Written request
Find "Reviewer note: check that every instance of the yellow" in the records that follow; print that line and each subsequent line through the last one, verbatim and with nothing added.

Point-based annotation data
====

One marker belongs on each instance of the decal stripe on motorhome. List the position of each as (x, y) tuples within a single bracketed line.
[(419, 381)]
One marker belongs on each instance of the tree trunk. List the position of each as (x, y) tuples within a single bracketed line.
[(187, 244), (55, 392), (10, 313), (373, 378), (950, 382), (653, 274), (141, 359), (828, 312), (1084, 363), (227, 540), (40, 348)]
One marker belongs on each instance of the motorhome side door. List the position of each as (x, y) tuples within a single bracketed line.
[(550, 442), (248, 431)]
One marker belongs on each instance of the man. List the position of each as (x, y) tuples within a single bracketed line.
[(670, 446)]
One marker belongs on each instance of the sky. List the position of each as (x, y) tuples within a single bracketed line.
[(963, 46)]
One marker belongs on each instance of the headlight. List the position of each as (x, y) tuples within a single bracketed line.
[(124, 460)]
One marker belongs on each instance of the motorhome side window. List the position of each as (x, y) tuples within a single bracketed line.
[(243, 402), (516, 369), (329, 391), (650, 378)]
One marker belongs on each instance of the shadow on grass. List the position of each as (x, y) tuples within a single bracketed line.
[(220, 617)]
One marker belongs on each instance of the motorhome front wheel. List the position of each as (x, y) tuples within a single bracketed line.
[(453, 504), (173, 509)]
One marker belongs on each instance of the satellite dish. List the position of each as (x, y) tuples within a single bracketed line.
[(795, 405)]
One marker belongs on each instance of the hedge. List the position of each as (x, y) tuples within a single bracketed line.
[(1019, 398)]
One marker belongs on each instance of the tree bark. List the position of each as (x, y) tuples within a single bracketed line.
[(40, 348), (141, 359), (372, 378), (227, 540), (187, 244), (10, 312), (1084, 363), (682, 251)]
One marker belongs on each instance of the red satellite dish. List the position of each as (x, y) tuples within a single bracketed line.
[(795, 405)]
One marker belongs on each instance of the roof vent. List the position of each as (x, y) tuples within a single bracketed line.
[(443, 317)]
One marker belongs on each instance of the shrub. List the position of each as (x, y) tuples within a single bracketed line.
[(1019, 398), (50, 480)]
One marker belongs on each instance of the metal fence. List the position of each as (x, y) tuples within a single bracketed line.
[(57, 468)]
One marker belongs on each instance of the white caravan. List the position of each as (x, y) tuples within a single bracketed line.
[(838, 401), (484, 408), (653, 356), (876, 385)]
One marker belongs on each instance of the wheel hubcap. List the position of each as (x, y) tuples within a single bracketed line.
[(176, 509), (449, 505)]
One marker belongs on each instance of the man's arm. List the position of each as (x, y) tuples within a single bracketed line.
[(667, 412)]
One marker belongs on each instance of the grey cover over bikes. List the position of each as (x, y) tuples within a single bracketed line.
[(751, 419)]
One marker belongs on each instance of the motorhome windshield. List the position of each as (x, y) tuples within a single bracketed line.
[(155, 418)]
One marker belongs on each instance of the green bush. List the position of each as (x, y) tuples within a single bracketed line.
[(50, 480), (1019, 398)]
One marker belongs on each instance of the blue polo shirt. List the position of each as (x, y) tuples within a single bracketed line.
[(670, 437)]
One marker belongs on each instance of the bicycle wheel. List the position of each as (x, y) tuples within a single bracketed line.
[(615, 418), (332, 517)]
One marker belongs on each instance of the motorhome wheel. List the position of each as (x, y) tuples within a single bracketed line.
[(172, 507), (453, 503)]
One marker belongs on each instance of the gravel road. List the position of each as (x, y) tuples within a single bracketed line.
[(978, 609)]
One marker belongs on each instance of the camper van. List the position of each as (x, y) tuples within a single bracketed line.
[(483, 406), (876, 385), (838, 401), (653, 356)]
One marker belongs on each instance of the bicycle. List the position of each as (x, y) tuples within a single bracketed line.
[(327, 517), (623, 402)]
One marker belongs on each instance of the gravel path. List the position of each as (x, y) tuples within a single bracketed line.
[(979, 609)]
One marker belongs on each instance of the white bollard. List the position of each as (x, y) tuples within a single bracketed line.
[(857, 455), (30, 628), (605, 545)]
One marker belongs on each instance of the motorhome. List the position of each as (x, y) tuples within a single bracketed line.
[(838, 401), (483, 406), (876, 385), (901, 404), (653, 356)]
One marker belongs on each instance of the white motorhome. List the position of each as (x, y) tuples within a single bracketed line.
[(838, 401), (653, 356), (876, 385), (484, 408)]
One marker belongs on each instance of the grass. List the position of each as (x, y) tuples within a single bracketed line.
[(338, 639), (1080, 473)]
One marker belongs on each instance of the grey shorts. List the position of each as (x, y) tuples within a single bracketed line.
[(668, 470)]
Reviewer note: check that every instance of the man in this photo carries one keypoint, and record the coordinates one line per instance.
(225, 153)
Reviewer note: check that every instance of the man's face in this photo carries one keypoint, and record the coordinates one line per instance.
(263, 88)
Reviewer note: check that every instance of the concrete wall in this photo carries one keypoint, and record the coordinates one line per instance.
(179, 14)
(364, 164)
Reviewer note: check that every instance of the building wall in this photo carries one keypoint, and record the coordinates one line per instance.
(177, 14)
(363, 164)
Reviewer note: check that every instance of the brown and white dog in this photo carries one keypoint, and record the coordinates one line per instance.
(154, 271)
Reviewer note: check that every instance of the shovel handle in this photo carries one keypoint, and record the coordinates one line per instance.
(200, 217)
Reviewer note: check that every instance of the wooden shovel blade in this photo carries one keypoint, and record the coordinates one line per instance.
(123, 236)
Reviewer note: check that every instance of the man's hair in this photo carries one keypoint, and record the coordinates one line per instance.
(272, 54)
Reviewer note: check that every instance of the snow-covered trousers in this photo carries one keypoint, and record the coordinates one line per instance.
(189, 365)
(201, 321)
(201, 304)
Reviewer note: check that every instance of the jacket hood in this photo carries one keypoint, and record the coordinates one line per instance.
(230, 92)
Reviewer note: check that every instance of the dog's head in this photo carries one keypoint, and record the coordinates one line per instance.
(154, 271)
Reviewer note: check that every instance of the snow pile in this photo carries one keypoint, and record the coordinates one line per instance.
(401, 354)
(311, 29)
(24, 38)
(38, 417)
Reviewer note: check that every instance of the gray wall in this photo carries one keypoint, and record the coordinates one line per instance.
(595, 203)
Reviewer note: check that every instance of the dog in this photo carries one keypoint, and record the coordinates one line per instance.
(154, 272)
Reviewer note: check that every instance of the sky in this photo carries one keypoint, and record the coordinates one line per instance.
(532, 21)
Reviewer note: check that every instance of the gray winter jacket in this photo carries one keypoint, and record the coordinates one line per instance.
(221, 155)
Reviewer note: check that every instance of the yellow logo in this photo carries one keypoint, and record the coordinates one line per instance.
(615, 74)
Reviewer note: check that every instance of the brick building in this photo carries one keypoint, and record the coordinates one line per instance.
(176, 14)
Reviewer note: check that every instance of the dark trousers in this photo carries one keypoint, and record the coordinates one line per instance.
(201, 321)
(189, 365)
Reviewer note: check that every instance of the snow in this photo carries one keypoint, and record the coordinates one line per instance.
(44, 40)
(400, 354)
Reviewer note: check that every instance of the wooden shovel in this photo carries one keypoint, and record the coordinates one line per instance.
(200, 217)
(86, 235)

====

Answer below
Reviewer note: check that every instance of the yellow logo in this photo carries one keypoint, and record the coordinates one line per instance.
(615, 74)
Reviewer note: check that every instance of the brick building in this photo carries one keypoint, and record the coordinates one line per instance.
(176, 14)
Reviewer note: check that every instance of the dark trousers in this photo carries one keypoint, and record the coordinates one line per instance.
(201, 321)
(189, 365)
Reviewer note: check that every instance of the snow in this photo carries one keypoint, and record the coordinates one line per instance.
(44, 40)
(400, 354)
Reviewer note: check that every instance of the wooden shovel in this photo carries one keypoint, and record the coordinates one line per instance.
(200, 217)
(86, 235)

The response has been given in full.